On a recent night, Borenstein sits among 11 pupils, who are in turn observing a nude, dark-skinned model of French, Brazilian and Colombian descent. A 39-year-old suburban husband and father of three, appropriately cartoonish with ruddy cheeks and a loud playful voice, Borenstein says teaching is “almost a religious thing. I love seeing the students grow. I love watching them get their jobs.” Some of his students have gone on to Disney, Warner Bros. and DreamWorks SKG.

As he chats, he strains to keep his voice in check, out of respect for the man teaching the Thursday night figure drawing class this semester. That is Glenn Vilppu, a famous man among animators and Borenstein’s mentor. While Borenstein is respected, Vilppu, now in his 60s and hard of hearing, is considered a master of classical drawing. A former Disney animator, Vilppu was director of the character animation department at CalArts in Valencia, has written books and opened a gallery. He teaches animation at UCLA, and works as a consultant for animators in Japan and other countries.

(REQUEST A) In the rows, copy out the lines from the one containing "is white sack" through the one containing "[179,170,262,194]", including both of those lines.
(REQUEST B) Write the next part of the passage about the figure drawing class, starting right after its last sentence.

(DATASET RECORDS)
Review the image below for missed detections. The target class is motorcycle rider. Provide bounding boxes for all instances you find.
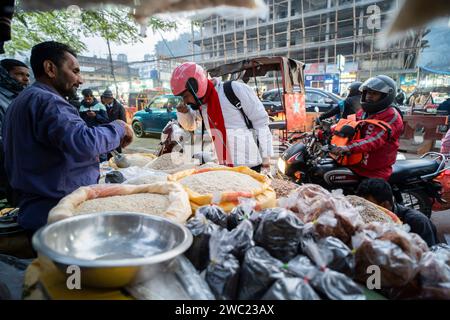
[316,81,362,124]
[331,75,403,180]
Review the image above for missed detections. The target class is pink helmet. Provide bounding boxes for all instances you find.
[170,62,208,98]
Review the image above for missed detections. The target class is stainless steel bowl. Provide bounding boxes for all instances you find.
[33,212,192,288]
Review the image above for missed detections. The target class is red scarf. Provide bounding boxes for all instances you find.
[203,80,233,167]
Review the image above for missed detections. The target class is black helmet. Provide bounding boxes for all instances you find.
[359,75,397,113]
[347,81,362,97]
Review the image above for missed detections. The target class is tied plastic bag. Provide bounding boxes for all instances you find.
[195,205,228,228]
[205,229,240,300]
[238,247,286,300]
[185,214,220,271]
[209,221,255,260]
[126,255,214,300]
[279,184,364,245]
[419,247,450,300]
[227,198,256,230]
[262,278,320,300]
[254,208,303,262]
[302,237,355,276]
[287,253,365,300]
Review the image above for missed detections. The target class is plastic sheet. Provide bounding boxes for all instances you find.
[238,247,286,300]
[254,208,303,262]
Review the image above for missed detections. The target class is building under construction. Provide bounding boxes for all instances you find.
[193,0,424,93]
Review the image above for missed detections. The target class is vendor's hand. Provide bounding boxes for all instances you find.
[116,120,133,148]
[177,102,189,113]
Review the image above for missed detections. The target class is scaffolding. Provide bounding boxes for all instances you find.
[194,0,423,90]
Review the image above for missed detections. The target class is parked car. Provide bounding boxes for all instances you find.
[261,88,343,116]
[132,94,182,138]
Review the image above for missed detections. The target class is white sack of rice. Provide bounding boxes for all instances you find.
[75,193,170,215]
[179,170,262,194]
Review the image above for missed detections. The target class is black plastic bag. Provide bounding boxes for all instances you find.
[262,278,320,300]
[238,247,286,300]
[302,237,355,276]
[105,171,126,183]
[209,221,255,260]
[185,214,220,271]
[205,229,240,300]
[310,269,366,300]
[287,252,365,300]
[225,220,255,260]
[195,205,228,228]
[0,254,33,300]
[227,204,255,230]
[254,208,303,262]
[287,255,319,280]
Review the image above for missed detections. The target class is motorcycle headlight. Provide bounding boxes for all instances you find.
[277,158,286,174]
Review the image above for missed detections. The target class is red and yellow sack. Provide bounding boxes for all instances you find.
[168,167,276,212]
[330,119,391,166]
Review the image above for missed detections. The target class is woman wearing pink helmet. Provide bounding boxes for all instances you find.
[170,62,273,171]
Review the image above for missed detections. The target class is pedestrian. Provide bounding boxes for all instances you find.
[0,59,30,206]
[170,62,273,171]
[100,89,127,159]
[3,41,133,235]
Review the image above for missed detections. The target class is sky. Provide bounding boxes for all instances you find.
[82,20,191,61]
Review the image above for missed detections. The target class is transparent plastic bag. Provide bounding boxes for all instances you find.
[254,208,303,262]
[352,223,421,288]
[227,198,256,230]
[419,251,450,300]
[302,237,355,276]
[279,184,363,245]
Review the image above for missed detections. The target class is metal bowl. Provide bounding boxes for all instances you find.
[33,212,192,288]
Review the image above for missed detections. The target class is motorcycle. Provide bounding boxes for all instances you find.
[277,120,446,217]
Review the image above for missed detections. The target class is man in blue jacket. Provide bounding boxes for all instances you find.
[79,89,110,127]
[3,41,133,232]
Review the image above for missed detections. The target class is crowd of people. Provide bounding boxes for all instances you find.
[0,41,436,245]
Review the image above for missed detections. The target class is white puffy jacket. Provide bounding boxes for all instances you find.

(EXERCISE RESPONSE A)
Review the image above for missed detections. The target class is white sack of rice. Provide bounding boxes for all instances you find.
[75,193,170,215]
[179,170,262,194]

(EXERCISE RESPONSE B)
“The guy’s God, he really is,” says 25-year-old Ryan Carlson, who works for Disney as a cleanup animator.

The model takes her position atop a makeshift platform of wood, concrete block and green carpeting. Balding and spritely in a black turtleneck and khaki pants, Vilppu walks to a sheet of paper tacked to the wall and begins doodling.

“The relationship from here, to here, to here, to here,” Vilppu says, connecting one squiggle to another with easy strokes of his pencil, “is like in music. The parts are just so many notes on the piano. And then you pull them together.”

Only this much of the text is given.